TASK MATERIAL:
== == ==

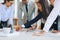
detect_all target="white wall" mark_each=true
[0,0,3,3]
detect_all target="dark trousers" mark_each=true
[24,13,43,28]
[50,18,58,30]
[0,21,8,28]
[41,18,58,30]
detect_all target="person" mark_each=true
[15,0,48,28]
[49,0,58,33]
[18,0,35,29]
[33,0,60,36]
[0,0,14,28]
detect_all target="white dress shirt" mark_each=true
[0,4,13,24]
[43,0,60,32]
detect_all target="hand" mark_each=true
[15,26,22,31]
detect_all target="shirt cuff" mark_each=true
[21,25,25,28]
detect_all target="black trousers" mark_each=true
[41,17,58,30]
[0,20,8,28]
[24,13,43,28]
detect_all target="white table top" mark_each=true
[0,31,60,40]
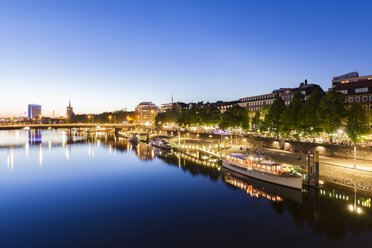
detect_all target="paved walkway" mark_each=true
[261,148,372,172]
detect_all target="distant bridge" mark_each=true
[0,123,154,130]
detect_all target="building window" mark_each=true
[338,90,347,95]
[355,87,368,93]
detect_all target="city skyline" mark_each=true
[0,1,372,116]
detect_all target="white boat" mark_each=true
[128,134,139,142]
[222,154,302,189]
[151,138,172,150]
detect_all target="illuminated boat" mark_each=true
[151,138,172,150]
[222,154,302,189]
[128,134,139,143]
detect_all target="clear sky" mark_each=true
[0,0,372,116]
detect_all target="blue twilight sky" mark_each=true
[0,0,372,116]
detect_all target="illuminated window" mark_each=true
[355,87,368,93]
[338,90,347,95]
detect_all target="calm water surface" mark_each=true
[0,130,372,247]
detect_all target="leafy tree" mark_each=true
[317,91,346,140]
[345,103,369,143]
[252,111,261,131]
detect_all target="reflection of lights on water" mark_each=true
[62,131,67,147]
[66,146,70,160]
[39,144,43,166]
[25,142,30,158]
[349,204,362,214]
[7,147,14,171]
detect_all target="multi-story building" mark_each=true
[136,102,159,125]
[209,101,239,113]
[238,91,279,112]
[331,72,372,110]
[238,80,324,112]
[28,104,41,120]
[160,102,189,112]
[66,101,75,118]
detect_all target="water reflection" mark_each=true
[0,130,372,244]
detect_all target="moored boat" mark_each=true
[222,154,302,189]
[151,138,172,150]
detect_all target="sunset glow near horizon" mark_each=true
[0,0,372,116]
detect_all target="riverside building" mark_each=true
[136,102,159,125]
[238,79,325,112]
[331,72,372,110]
[28,104,41,123]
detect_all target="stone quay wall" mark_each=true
[248,137,372,162]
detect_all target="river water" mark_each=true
[0,130,372,247]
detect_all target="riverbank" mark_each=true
[227,147,372,191]
[167,135,372,192]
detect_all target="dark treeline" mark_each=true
[68,110,137,123]
[155,89,372,142]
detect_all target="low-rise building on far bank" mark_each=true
[330,72,372,110]
[238,79,325,112]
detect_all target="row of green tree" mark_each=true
[155,89,372,142]
[252,89,371,142]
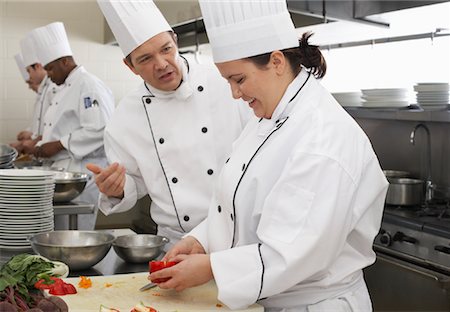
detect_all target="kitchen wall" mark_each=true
[0,0,139,143]
[0,0,143,228]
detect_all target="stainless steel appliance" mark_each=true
[364,203,450,311]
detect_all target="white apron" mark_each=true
[190,69,388,311]
[38,66,114,230]
[100,58,251,249]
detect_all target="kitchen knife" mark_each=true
[139,283,158,291]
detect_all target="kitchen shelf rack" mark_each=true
[345,107,450,123]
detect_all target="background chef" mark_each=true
[89,1,250,248]
[11,33,56,152]
[150,0,388,312]
[23,22,114,230]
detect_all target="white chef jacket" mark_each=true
[99,57,252,250]
[38,66,114,230]
[190,69,388,311]
[27,75,57,139]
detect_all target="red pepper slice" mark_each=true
[50,283,66,296]
[34,277,77,296]
[149,261,178,283]
[34,276,61,289]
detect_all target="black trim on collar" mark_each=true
[257,243,265,300]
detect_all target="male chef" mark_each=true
[11,33,56,152]
[25,22,114,230]
[89,0,251,250]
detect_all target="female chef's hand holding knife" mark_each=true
[86,163,125,198]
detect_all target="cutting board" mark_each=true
[61,272,264,312]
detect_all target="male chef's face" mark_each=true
[44,58,67,85]
[124,32,183,91]
[27,63,46,92]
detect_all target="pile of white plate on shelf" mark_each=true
[361,88,409,108]
[414,82,450,110]
[0,169,55,250]
[0,144,17,169]
[332,91,361,107]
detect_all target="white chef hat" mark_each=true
[31,22,72,66]
[199,0,299,63]
[14,53,30,81]
[97,0,172,56]
[20,33,40,68]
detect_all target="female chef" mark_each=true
[149,1,388,311]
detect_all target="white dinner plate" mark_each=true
[0,179,55,188]
[0,169,54,179]
[0,205,53,216]
[362,101,409,108]
[361,88,408,96]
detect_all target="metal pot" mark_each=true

== == ==

STATED EXERCISE: Report every line of the data above that contains the string "wall", treating uppercase and lowercase letters as different.

EXERCISE SOLUTION:
detect_all target="white wall" mark_each=true
detect_all target="stone quay wall" mark_each=true
detect_all target="kitchen wall" mark_each=true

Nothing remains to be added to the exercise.